Stored rows:
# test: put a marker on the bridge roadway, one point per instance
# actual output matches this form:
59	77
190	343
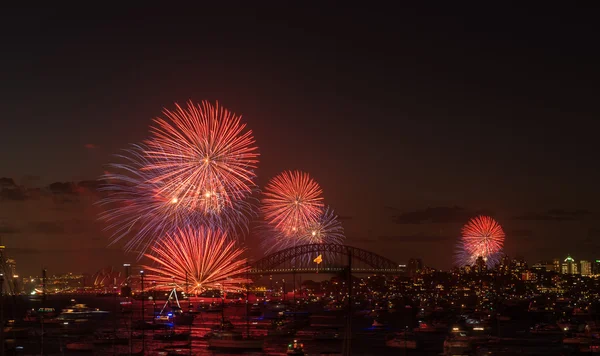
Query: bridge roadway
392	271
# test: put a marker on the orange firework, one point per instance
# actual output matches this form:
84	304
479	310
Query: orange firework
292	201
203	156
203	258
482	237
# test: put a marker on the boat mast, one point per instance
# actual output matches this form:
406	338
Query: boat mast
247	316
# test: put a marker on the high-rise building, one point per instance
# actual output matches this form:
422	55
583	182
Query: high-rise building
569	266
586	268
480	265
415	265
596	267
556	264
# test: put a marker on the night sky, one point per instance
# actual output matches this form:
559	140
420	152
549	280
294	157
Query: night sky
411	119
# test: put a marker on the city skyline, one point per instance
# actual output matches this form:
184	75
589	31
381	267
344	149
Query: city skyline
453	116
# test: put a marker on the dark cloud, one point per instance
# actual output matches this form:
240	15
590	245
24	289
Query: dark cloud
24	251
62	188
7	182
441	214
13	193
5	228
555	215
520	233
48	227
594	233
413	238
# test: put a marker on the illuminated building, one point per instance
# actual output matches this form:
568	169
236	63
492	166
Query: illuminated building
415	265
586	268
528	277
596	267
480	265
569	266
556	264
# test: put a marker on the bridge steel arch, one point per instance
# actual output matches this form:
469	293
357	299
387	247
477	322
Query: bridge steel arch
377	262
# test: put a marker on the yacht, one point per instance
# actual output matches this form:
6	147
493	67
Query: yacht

Exercise: Please copy the listing above exactly as it stands, leaving out the pictures.

Answer for this exercise:
# test: put a marker on the bridge roadway, one point per instance
# actual output matches this form:
59	77
190	343
Query: bridge roadway
392	271
# test: put a marker on the orange firework, one point per instance
# actual output matches this form:
84	304
479	310
Query: orange firework
292	201
203	156
203	258
482	237
# test: put a marker on the boat mast, one point per instance
# actual output matches this form:
406	338
Query: boat mast
247	316
# test: put a marker on the high-rise building, one point per instance
# actual output matches this form:
422	55
583	182
Query: high-rise building
569	266
586	268
480	265
415	265
596	267
556	264
# test: put a marker on the night sky, one point per instance
# actual output matches this form:
559	140
420	152
549	280
294	157
Query: night sky
411	119
# test: put a marker on the city skyline, one point per instance
# actual output matches this form:
184	75
589	31
381	267
344	149
Query: city skyline
453	116
# test: put a marker on the dark cloud, one point per instance
# actual output matches this form:
240	15
590	245
24	289
Query: dark cloud
24	251
62	188
7	182
441	214
13	193
5	228
555	215
520	233
48	227
594	233
413	238
# test: put a marker on the illuminated building, one point per instance
# actual output matches this form:
568	169
236	63
492	166
Query: illuminated building
415	265
586	268
528	277
596	267
480	265
569	266
556	264
# test: put a marker on the bridge steel arch, one point per instance
# actual output matches this form:
469	293
357	299
387	247
477	322
Query: bridge steel arch
377	262
# test: put a marker on the yacht, one point per instance
# actual output matches this form:
6	147
493	67
Query: yacht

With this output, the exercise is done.